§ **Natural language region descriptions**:
-*-*-

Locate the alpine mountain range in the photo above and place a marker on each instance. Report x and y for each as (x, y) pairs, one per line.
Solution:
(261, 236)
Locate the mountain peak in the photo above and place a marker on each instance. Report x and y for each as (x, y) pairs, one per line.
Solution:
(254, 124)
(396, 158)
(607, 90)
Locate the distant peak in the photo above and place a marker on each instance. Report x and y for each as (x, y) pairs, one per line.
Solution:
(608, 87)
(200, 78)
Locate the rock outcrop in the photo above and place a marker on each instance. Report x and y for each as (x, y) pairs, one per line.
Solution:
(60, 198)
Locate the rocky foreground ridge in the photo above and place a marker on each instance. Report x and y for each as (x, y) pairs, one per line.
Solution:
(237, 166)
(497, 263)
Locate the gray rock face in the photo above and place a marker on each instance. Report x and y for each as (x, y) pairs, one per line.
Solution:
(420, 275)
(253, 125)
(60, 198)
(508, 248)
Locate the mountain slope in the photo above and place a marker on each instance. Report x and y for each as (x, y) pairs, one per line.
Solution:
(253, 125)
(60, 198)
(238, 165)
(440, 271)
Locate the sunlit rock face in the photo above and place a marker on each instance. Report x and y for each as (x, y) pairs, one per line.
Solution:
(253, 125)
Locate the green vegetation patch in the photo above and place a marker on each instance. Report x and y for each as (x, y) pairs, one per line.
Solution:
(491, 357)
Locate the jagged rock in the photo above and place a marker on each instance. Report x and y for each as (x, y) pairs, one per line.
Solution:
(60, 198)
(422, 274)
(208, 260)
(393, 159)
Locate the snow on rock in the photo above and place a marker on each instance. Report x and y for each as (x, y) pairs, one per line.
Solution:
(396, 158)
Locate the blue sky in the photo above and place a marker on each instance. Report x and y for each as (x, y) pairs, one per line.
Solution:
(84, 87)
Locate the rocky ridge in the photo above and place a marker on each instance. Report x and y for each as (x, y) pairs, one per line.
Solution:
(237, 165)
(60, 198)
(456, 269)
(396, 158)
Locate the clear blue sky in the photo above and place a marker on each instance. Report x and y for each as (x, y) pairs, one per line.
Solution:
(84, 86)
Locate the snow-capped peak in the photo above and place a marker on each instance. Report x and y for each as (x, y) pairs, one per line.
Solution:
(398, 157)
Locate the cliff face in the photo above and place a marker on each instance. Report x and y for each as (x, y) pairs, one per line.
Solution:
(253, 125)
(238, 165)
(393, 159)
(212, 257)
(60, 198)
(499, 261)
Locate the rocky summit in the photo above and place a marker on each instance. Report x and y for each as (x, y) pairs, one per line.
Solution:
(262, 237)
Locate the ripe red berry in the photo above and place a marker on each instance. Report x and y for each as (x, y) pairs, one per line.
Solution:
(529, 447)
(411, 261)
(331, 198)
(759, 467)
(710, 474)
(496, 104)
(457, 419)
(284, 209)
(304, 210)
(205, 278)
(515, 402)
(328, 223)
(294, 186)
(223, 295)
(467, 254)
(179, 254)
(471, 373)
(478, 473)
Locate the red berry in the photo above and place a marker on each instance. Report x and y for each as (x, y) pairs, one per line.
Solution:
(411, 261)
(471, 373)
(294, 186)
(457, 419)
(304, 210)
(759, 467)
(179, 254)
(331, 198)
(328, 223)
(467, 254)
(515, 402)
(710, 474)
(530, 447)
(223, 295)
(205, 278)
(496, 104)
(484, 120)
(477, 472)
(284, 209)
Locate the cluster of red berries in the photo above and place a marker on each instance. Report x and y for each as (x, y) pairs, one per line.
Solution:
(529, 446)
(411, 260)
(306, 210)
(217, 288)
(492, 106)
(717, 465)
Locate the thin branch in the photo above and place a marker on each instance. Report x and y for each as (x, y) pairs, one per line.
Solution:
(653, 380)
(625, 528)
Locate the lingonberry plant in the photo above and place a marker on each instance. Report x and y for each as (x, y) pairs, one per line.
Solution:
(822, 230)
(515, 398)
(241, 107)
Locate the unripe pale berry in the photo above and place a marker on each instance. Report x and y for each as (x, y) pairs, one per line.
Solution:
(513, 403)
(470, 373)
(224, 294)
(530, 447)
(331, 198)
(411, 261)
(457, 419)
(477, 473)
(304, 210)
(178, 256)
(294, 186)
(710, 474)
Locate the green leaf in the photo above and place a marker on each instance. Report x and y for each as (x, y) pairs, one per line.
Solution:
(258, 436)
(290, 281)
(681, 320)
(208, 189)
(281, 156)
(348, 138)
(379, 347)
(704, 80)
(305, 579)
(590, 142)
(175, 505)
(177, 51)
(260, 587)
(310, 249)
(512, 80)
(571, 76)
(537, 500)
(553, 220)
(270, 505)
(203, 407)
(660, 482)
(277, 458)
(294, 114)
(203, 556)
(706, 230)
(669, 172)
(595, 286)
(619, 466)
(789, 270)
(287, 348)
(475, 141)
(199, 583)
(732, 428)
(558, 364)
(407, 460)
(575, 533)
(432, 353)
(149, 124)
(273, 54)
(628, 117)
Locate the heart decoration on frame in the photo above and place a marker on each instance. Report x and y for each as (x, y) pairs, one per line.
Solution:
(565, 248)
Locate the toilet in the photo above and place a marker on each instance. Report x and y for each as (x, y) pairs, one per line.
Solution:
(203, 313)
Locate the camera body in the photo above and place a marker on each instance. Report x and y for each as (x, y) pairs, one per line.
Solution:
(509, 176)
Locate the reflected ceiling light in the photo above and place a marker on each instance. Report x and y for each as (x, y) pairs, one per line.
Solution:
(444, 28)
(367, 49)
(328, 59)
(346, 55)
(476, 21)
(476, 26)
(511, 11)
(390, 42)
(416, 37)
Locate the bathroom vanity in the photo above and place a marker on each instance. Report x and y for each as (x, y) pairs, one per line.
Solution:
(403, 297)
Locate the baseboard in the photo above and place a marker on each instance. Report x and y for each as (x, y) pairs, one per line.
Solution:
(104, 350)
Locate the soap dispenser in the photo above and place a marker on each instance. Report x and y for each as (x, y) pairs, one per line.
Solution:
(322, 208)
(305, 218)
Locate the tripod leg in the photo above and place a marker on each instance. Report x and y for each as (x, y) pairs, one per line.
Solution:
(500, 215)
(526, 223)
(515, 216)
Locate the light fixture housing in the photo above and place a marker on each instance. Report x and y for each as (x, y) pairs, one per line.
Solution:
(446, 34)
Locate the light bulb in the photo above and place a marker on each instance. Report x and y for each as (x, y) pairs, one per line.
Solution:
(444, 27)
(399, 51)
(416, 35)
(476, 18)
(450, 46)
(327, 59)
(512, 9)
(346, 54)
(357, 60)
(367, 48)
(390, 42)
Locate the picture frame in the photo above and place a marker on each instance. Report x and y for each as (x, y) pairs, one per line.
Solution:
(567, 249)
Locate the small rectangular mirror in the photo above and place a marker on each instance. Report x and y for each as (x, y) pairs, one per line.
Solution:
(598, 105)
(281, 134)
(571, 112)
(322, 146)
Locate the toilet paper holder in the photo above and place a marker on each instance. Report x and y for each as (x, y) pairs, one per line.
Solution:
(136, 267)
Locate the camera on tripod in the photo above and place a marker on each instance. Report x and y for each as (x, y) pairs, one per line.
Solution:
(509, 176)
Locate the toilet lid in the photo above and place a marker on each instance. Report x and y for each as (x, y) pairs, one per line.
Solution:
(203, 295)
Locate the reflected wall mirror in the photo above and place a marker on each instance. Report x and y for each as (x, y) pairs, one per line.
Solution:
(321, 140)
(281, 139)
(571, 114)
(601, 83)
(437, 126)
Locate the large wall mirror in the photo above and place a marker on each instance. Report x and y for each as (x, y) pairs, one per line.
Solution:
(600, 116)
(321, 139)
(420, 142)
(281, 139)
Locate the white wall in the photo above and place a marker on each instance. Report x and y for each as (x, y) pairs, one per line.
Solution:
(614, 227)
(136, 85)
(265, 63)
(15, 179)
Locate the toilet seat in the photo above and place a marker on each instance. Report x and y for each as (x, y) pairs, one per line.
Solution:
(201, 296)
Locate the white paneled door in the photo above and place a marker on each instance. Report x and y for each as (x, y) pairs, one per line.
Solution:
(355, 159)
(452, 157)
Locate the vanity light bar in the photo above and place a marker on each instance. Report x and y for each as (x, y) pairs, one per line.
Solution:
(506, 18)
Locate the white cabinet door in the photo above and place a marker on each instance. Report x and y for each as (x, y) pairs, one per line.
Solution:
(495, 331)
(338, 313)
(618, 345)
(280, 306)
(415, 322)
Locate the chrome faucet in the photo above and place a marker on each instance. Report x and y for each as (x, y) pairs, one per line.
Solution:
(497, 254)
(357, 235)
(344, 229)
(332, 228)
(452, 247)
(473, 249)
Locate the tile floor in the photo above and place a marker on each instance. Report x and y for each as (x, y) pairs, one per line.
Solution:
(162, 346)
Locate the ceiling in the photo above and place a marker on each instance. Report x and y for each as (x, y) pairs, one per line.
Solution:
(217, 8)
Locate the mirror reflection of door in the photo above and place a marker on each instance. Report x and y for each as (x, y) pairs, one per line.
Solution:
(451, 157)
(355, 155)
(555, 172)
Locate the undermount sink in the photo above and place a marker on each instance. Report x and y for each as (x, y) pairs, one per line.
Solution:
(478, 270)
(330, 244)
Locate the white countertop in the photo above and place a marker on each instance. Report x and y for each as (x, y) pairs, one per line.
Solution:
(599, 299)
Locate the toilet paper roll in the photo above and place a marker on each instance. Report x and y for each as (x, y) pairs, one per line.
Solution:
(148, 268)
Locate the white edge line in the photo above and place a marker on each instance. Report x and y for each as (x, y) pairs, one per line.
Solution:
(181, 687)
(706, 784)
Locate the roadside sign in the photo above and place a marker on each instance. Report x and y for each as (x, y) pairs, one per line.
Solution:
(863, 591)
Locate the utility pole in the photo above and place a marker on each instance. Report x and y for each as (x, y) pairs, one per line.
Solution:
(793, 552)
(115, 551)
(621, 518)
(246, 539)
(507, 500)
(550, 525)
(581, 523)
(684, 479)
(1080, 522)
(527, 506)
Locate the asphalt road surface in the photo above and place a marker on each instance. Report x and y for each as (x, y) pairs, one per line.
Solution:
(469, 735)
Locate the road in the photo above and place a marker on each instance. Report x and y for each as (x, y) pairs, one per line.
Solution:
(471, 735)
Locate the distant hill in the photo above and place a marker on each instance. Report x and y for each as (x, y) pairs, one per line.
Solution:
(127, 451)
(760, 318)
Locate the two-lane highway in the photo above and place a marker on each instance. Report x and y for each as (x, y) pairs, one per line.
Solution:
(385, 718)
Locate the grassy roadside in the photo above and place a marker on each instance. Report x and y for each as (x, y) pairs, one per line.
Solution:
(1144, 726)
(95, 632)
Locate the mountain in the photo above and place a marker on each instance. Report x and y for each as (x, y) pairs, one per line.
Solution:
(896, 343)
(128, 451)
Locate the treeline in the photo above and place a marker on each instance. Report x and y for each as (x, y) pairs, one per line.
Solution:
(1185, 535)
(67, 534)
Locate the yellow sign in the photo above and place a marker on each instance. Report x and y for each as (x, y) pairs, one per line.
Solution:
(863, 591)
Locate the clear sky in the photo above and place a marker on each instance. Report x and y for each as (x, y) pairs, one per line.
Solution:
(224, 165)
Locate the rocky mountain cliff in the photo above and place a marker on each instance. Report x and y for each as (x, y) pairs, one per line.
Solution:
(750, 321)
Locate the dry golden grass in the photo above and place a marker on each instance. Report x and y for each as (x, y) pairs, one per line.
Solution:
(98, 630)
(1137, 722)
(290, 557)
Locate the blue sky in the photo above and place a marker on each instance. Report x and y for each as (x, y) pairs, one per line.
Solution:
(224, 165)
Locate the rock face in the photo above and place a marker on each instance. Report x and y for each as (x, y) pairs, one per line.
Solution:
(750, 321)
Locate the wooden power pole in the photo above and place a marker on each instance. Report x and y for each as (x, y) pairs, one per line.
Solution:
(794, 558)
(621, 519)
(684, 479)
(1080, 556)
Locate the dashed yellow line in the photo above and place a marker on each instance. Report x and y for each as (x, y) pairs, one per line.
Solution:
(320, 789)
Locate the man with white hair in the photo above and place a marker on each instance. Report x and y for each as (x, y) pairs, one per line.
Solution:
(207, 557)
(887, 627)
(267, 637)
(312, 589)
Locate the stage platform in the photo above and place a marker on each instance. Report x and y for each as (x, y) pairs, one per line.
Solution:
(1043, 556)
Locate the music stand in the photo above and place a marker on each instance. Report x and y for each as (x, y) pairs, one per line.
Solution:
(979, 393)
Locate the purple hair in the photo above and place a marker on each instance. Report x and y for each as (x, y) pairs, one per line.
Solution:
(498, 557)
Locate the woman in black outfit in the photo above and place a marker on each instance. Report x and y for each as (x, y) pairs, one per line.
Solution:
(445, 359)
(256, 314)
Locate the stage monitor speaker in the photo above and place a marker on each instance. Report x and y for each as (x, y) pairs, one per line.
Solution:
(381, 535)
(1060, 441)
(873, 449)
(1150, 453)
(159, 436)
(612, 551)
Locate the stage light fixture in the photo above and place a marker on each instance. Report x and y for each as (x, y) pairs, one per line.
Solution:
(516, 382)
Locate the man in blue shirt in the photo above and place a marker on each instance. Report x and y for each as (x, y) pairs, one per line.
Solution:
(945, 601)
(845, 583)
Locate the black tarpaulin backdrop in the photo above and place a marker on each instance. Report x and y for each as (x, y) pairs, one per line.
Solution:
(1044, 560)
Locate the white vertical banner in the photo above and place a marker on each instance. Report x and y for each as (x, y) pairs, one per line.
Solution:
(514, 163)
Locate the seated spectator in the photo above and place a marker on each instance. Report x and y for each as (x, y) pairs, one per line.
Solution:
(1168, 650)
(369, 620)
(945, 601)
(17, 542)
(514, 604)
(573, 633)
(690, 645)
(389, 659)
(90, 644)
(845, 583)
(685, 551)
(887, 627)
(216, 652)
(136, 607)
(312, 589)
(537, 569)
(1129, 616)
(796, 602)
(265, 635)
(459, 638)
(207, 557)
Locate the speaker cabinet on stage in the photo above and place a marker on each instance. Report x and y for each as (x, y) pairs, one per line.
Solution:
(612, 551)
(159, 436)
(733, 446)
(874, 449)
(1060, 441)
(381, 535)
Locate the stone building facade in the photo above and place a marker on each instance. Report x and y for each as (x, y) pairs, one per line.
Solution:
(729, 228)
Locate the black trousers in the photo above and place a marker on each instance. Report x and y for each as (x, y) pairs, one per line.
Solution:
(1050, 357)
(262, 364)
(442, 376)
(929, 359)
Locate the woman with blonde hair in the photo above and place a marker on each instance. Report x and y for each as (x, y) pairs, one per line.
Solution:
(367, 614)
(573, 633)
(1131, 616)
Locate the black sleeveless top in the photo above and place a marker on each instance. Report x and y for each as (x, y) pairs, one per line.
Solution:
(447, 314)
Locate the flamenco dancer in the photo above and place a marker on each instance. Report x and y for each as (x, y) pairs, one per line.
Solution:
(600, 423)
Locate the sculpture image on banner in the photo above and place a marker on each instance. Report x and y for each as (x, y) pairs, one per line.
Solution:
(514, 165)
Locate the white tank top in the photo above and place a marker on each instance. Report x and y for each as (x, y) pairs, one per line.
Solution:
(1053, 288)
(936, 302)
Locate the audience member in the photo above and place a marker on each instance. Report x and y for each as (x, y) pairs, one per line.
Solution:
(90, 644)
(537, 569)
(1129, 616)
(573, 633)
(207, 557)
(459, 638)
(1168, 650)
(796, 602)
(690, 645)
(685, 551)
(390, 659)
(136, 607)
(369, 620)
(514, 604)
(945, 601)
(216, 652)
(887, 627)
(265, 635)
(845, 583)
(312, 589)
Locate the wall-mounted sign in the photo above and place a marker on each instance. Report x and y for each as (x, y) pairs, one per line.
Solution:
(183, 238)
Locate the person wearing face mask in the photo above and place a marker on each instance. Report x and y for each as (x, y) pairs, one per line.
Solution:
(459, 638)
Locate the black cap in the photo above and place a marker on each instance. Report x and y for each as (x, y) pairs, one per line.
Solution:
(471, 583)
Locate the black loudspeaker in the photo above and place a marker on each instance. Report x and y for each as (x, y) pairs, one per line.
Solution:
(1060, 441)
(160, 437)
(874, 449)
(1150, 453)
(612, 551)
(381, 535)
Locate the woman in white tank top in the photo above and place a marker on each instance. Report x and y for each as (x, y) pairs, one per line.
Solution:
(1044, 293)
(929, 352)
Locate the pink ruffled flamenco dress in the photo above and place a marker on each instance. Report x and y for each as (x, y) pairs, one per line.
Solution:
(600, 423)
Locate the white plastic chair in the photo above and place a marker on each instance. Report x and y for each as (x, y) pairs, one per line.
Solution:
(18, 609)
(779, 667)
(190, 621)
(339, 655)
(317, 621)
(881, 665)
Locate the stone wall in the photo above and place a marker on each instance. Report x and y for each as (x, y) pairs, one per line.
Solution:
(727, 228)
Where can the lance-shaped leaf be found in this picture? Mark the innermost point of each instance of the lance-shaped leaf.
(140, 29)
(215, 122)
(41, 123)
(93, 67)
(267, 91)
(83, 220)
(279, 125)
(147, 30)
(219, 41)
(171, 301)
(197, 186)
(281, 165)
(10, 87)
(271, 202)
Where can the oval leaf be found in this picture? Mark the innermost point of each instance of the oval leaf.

-*-*-

§ **TASK ITEM**:
Of all the entries above, repeat only the lines from the line that has "Locate the white wall" to the line that has "Locate the white paneled", both lines included, exactly.

§ **WRITTEN SOLUTION**:
Locate the white wall in the photo above and place a marker on each instance. Report x and y for each as (x, y) pairs, one per line.
Solution:
(614, 227)
(136, 85)
(265, 63)
(15, 179)
Locate the toilet seat in the photo above and place a marker on each instance. Report x and y for each as (x, y) pairs, one per line.
Solution:
(201, 296)
Locate the white paneled door in the photo above and place a marker on each instance. Report x and y for each as (x, y) pairs, one per line.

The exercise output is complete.